> **WRITTEN TASK**: Retype all of the following material line for line, without changing a single character.

Position identification records:

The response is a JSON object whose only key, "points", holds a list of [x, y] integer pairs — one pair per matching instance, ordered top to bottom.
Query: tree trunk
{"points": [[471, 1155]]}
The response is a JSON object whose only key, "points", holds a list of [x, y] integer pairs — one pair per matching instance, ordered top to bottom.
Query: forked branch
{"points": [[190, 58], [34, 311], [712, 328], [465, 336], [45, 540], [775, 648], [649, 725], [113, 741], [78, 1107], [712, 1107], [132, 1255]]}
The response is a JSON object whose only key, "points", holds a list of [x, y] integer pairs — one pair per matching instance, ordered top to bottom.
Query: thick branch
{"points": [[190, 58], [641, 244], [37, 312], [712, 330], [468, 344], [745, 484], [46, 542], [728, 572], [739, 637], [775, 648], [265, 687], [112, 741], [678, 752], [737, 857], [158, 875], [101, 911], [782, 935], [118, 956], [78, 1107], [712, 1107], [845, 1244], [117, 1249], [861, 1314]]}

> **THE RESULT**:
The response is a JSON object whose only key, "points", holds a list of [x, y] integer pairs — one pair per matching instance, ordered top to bottom.
Query: tree trunk
{"points": [[471, 1155]]}
The response is a JSON object whose only key, "points", holds a list of [x, y] integer pairs — one pair per matching instance, ordered top to bottom.
Query: forked branch
{"points": [[190, 58], [34, 311], [712, 328], [465, 336], [45, 540], [775, 648], [649, 725], [113, 741], [78, 1107], [712, 1107], [132, 1255]]}
The response is a JSON object whose only key, "points", holds a list of [x, y] integer pairs — one pair per matching instance, ordered top to bottom.
Query: thick branch
{"points": [[190, 58], [641, 244], [37, 312], [712, 330], [468, 344], [745, 484], [46, 542], [728, 572], [739, 637], [775, 648], [265, 687], [112, 741], [678, 752], [737, 857], [158, 875], [101, 911], [782, 935], [118, 956], [78, 1107], [712, 1107], [845, 1244], [117, 1249], [861, 1314]]}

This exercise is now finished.